» **Problem requirements**: Output the line that contains "point: window |" and every line after it to the end of the entries, with nothing added or left out.

» **Data rows**:
****************************************
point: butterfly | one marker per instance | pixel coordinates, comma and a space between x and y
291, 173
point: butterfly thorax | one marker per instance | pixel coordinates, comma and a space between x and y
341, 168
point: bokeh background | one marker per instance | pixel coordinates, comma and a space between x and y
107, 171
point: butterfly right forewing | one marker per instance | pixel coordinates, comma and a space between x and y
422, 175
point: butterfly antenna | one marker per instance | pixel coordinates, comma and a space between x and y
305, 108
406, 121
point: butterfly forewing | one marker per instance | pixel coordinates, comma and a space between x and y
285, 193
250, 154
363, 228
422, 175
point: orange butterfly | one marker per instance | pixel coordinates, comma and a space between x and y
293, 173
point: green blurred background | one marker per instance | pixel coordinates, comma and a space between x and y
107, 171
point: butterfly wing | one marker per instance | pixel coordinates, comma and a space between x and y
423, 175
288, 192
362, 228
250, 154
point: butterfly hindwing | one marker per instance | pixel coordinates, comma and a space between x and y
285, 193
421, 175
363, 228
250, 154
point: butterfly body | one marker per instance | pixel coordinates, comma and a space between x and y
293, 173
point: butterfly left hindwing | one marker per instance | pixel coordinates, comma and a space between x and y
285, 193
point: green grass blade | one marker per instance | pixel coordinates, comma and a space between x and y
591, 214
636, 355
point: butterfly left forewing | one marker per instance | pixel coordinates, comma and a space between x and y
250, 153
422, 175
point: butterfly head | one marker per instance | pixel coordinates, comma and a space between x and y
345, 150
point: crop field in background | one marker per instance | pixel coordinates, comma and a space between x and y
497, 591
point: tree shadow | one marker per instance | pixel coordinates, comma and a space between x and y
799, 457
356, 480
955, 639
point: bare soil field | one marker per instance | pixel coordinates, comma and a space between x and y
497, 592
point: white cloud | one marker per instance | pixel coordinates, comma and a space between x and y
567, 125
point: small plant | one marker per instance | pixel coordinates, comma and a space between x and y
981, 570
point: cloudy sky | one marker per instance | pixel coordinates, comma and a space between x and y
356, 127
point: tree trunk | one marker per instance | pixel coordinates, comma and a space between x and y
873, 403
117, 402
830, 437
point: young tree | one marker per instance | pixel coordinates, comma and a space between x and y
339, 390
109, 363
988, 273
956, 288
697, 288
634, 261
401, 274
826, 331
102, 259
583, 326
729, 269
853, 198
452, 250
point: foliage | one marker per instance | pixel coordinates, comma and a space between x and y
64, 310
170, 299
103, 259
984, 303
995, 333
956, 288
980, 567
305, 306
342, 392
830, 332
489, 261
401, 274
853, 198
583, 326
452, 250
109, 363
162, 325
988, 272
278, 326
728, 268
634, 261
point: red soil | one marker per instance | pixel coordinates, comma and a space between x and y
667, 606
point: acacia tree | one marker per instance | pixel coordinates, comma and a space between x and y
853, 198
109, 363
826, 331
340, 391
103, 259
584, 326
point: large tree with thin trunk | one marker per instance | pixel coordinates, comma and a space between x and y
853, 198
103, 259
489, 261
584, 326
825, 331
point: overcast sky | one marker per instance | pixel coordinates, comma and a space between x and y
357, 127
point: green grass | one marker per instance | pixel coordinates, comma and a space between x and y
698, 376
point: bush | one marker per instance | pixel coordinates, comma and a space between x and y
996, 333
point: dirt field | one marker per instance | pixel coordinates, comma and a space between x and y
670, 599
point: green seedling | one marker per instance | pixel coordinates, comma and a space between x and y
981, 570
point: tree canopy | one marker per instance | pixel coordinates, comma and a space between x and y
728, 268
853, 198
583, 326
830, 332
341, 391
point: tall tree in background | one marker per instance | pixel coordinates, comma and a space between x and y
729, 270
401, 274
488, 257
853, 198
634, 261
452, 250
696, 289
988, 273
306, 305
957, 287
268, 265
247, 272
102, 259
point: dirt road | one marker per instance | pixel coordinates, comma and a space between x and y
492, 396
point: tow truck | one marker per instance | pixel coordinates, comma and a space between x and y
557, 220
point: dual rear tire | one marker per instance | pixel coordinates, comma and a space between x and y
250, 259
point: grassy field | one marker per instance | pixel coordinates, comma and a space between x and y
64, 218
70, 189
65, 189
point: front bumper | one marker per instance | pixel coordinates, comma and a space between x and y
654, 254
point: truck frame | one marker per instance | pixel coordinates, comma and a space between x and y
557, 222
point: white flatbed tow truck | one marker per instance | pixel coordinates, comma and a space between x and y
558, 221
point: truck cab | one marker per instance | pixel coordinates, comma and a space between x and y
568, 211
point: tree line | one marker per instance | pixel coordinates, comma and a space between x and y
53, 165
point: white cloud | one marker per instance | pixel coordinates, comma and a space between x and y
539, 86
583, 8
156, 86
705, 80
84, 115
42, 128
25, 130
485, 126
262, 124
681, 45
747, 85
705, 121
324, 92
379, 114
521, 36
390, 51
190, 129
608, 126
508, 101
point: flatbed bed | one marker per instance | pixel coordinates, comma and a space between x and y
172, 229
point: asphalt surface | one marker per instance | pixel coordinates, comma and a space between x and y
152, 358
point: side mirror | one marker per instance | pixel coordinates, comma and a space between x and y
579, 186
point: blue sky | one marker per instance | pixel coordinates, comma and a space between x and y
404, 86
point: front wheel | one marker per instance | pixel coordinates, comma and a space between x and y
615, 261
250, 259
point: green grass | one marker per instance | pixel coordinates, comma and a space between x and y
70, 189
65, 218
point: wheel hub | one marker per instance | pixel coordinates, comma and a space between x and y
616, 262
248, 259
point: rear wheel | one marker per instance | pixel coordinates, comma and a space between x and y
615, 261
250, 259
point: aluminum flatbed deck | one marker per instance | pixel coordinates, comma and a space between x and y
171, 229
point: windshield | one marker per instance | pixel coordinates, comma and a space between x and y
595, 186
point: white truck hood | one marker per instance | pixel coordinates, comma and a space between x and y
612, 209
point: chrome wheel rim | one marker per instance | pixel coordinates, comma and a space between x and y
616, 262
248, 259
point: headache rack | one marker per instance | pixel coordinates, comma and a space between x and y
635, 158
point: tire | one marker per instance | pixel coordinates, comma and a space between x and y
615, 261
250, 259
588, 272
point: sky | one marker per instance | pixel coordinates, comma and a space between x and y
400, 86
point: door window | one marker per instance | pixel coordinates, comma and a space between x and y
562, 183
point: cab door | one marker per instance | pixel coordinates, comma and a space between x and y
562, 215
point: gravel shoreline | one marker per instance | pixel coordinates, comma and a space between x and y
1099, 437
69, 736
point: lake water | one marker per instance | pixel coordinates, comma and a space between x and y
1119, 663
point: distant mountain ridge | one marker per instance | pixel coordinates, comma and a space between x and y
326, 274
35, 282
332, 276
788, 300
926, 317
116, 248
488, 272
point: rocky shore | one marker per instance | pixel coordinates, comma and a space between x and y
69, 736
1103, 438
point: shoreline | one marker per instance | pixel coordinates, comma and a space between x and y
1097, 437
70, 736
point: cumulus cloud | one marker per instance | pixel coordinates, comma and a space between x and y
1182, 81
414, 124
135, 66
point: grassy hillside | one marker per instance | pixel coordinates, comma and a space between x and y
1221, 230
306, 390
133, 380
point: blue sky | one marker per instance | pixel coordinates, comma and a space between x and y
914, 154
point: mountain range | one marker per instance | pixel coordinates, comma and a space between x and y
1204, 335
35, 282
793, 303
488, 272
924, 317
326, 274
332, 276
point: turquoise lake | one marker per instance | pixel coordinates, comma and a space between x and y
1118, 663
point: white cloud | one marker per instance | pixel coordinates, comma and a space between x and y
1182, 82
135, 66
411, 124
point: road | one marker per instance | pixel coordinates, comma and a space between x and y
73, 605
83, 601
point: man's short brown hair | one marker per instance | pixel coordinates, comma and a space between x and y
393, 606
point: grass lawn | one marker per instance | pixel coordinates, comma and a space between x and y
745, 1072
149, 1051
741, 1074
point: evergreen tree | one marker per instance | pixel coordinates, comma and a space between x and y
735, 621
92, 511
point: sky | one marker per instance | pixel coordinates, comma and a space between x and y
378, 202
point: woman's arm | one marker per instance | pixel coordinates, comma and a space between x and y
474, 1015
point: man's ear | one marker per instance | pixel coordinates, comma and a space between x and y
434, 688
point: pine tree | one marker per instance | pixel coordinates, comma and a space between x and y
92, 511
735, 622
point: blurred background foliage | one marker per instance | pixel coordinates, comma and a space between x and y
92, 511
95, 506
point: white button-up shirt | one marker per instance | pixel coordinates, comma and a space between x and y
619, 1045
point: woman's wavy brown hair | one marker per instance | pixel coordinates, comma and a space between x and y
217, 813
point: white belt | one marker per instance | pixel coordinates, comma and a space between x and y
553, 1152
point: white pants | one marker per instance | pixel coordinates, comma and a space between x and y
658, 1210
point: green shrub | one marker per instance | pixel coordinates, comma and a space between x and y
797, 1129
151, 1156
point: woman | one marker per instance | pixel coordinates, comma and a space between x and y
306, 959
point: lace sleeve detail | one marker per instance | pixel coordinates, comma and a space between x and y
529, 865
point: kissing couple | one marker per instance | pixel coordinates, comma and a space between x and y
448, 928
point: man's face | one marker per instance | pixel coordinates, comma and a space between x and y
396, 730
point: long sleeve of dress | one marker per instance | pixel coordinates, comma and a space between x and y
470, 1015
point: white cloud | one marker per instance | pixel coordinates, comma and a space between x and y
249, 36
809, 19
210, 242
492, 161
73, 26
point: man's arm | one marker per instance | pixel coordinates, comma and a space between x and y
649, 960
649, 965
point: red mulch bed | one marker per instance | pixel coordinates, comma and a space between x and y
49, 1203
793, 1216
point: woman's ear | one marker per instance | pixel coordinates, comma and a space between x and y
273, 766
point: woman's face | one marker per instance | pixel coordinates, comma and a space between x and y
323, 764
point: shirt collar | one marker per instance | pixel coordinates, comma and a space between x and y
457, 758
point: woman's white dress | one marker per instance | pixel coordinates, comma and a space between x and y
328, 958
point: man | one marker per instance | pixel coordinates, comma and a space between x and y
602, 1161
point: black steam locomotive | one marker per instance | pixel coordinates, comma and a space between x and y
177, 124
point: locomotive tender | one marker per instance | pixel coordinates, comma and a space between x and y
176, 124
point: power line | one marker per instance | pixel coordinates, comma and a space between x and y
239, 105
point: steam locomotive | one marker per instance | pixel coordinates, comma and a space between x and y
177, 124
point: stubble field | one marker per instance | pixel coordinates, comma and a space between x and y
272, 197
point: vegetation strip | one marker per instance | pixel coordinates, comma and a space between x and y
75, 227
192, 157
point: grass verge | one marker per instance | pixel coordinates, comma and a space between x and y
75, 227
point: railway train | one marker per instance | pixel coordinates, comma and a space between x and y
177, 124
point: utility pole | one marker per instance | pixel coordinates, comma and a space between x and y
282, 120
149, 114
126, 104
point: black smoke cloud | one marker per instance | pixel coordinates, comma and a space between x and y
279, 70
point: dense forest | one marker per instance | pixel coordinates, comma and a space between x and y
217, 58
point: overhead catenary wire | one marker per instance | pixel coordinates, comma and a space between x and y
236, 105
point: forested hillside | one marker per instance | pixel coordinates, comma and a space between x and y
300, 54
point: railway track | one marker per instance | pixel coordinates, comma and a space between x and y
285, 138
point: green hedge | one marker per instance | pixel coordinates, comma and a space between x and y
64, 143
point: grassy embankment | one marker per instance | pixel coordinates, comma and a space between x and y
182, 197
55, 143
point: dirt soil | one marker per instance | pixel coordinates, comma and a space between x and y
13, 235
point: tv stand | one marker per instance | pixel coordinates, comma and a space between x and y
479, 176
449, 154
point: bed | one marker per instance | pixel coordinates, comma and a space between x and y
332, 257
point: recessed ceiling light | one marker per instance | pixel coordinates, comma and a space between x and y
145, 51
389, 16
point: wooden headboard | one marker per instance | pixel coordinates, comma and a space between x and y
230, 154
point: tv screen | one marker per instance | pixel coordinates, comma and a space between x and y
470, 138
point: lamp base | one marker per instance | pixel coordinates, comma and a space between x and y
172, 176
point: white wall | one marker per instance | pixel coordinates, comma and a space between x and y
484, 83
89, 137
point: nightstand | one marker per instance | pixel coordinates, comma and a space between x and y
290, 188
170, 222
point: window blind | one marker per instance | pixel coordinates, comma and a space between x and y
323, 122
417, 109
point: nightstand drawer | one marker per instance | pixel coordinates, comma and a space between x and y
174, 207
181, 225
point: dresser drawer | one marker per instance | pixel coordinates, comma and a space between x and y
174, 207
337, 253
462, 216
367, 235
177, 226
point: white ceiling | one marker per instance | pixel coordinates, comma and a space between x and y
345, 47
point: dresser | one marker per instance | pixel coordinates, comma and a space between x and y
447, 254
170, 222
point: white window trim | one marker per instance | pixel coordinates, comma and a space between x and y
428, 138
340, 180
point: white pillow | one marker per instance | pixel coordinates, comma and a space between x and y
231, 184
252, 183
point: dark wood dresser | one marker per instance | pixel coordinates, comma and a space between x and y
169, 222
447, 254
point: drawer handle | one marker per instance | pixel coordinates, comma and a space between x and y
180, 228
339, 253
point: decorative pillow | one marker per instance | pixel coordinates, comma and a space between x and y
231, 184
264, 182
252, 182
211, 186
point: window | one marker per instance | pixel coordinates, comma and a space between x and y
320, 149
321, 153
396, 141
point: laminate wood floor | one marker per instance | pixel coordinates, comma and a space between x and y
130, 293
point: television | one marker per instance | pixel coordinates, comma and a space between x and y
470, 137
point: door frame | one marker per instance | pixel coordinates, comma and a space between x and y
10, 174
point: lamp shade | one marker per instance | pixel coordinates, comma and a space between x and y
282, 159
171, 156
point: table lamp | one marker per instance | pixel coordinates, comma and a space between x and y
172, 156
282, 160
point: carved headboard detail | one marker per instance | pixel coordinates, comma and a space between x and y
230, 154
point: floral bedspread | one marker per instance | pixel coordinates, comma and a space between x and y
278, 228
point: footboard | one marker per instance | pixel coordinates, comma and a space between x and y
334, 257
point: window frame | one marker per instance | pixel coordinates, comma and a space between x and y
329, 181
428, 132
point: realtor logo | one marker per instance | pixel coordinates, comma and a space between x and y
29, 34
****************************************
» **Full answer**:
point: window | one marker per instance | pixel coordinates, comma and a space between x and y
320, 149
321, 153
396, 141
point: laminate wood floor | one marker per instance | pixel coordinates, comma and a space between x and y
130, 293
point: television | one marker per instance | pixel coordinates, comma and a space between x and y
470, 137
point: door frame | one marker per instance | pixel coordinates, comma and a space between x and y
10, 174
point: lamp shade | one marker per instance | pixel coordinates, comma and a space between x and y
282, 159
171, 156
point: table lamp | one marker per instance | pixel coordinates, comma and a space between x and y
172, 156
282, 160
point: carved headboard detail | one marker per instance | pixel coordinates, comma and a space between x and y
230, 154
point: floral bedspread | one marker per instance | pixel coordinates, comma and a space between x and y
278, 228
point: footboard | one marker per instance | pixel coordinates, comma and a space between x and y
334, 257
point: window frame | one marker per instance | pixel coordinates, comma and a space between x and y
329, 181
428, 132
point: realtor logo | one marker per instance | pixel coordinates, comma and a space between x and y
29, 34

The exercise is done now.